## Task to complete
When you reach the line that contains "Target: sky" in the data below, start reproducing lines exactly, and stop after the line that contains "35, row 214.".

## Supplied information
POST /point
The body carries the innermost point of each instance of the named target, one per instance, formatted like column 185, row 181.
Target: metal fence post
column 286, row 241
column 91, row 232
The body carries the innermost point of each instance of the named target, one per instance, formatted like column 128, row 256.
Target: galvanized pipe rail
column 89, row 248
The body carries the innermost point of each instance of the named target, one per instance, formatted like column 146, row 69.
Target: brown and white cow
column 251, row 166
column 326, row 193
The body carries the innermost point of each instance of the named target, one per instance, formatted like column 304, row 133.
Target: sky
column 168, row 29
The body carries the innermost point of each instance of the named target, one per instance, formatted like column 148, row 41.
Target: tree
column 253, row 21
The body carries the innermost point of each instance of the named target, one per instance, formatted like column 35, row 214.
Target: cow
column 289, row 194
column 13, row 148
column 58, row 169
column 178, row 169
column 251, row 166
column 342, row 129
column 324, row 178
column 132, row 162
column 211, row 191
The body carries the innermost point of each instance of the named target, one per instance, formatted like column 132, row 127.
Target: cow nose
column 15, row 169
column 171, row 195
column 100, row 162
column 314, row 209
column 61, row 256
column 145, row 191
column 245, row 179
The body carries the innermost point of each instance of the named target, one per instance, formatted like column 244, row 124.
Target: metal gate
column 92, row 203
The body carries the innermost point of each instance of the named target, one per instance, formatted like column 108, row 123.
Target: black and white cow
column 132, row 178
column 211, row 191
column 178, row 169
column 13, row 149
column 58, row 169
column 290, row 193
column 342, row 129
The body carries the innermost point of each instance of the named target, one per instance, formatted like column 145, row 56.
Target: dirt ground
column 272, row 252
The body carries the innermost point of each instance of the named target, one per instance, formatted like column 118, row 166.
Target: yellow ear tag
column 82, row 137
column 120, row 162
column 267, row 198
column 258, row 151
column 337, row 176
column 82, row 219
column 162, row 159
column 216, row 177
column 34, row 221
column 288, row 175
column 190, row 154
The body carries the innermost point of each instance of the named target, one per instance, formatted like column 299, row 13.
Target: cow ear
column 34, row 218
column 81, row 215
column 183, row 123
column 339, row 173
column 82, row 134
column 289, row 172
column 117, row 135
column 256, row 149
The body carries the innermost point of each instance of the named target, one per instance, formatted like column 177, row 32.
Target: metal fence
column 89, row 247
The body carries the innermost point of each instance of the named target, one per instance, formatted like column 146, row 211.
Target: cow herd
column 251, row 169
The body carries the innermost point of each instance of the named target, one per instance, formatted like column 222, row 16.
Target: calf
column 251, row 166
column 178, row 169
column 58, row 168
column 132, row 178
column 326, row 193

## Task response
Target: sky
column 168, row 29
The body carries the innermost point of each instance of the named target, one per instance, formatted like column 148, row 41.
Target: tree
column 253, row 21
The body carries the innermost point of each instance of the named target, one per instance, formatted like column 35, row 214.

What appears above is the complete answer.